* _WORK REQUIRED_
Reproduce the listing that follows with no differences at all.
-- Start of TASK INPUT --
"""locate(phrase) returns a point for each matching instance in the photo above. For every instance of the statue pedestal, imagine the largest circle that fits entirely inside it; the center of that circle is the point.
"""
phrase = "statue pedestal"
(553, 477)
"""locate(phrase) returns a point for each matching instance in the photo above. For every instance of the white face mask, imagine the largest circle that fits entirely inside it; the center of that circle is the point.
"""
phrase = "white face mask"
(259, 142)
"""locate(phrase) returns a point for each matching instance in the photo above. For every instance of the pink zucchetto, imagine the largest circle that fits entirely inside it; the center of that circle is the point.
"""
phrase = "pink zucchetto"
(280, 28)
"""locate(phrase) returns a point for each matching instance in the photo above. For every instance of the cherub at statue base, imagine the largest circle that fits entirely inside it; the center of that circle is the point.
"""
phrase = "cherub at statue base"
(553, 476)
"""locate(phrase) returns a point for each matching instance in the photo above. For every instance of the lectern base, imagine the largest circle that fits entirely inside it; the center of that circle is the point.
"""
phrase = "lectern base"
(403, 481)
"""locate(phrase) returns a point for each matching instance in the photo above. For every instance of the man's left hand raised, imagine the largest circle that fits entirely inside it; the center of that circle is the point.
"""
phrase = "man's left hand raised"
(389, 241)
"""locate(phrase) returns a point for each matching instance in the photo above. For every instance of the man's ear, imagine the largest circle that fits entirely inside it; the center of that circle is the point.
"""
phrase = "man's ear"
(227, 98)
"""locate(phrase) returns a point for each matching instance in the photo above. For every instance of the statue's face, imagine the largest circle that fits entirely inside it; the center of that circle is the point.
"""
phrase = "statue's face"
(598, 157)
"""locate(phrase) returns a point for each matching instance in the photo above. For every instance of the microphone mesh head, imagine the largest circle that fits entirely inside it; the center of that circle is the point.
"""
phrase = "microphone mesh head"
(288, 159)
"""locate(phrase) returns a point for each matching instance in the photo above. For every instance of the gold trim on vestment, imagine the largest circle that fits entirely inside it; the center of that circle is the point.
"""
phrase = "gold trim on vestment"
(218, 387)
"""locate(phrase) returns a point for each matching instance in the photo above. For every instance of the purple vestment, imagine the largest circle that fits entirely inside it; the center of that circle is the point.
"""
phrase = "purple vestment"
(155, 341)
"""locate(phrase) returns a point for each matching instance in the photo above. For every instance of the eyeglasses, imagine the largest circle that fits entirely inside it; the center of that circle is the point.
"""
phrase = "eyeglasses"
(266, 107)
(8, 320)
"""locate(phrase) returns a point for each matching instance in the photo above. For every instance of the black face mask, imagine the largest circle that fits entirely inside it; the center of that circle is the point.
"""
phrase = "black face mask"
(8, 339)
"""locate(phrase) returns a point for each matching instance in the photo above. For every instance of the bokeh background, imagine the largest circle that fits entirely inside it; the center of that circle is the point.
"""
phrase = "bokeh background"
-- End of TASK INPUT --
* _EXERCISE RESULT_
"""locate(phrase) returns a point for each matching instance in the photo above. For every instance of the statue pedestal, imagine the largest circle that fits entirely inside it; the center of that circle is the point.
"""
phrase = "statue pedestal"
(553, 477)
"""locate(phrase) returns a point for each matching instance in the photo above. For every instance of the white face mask, imagine the largest circle that fits entirely inside it; the center of that circle is the point.
"""
phrase = "white face mask"
(259, 142)
"""locate(phrase) returns a point for each matching instance in the photo above. For every instance of the pink zucchetto, imagine the largest circle that fits entirely inside it; the center of that circle is the point.
"""
phrase = "pink zucchetto"
(280, 28)
"""locate(phrase) returns a point for each matching instance in the photo above. For every instance of the cherub at statue base, imagine the largest circle that fits entirely inside it; the center of that circle is the point.
"""
phrase = "cherub at statue base"
(553, 476)
"""locate(phrase) returns a point for each matching instance in the photo above. For every instance of the lectern base, imagine the largest circle that fits entirely inside it; the center of that circle is the point.
"""
phrase = "lectern base"
(403, 481)
"""locate(phrase) returns a point for each matching instance in the photo above. For every instance of the man's left hand raised, imagine the largest circle that fits entirely inside it; the center of that circle is the point.
"""
phrase = "man's left hand raised"
(389, 241)
"""locate(phrase) returns a point for each matching instance in the photo above. For every instance of the man's ear, imagine the largest circle that fits entirely inside it; the center of that circle is the point.
"""
phrase = "man's ear"
(227, 98)
"""locate(phrase) returns a point for each matching instance in the photo above. For every instance of the statue's face, imagine the largest circle that fits entirely inside it; the center of that circle is the point.
"""
phrase = "statue's face"
(598, 157)
"""locate(phrase) returns a point for each matching instance in the photo above. For every instance of the microphone mesh head, imagine the largest circle that fits entirely inside it; the center of that circle is the point.
"""
phrase = "microphone mesh head"
(288, 159)
"""locate(phrase) returns a point for each matching instance in the photo above. For every instance of the gold trim on vestment, imagine the largest circle that fits entirely inside it; the center of that circle is the point.
"""
phrase = "gold trim on vestment"
(218, 387)
"""locate(phrase) returns a point for each matching instance in the photo above. For every instance of the purple vestment, imagine the largest circle that fits entirely inside it; the center of that circle is the point.
"""
phrase = "purple vestment"
(155, 341)
"""locate(phrase) returns a point for each matching instance in the photo above. For every instance of the eyeglasses, imagine the largest circle that fits entirely inside it; the center of that circle is the point.
"""
phrase = "eyeglasses"
(266, 107)
(8, 320)
"""locate(phrase) returns a point for each matching instance in the photo above. For every instance of the black face mask, imagine the largest circle that fits entirely inside it; the center of that circle is the point.
"""
phrase = "black face mask"
(8, 339)
"""locate(phrase) returns a point for each matching instance in the photo above. For every instance of the bokeh background, imagine the largest circle that fits entirely inside it; the center of that circle is the point.
"""
phrase = "bokeh background"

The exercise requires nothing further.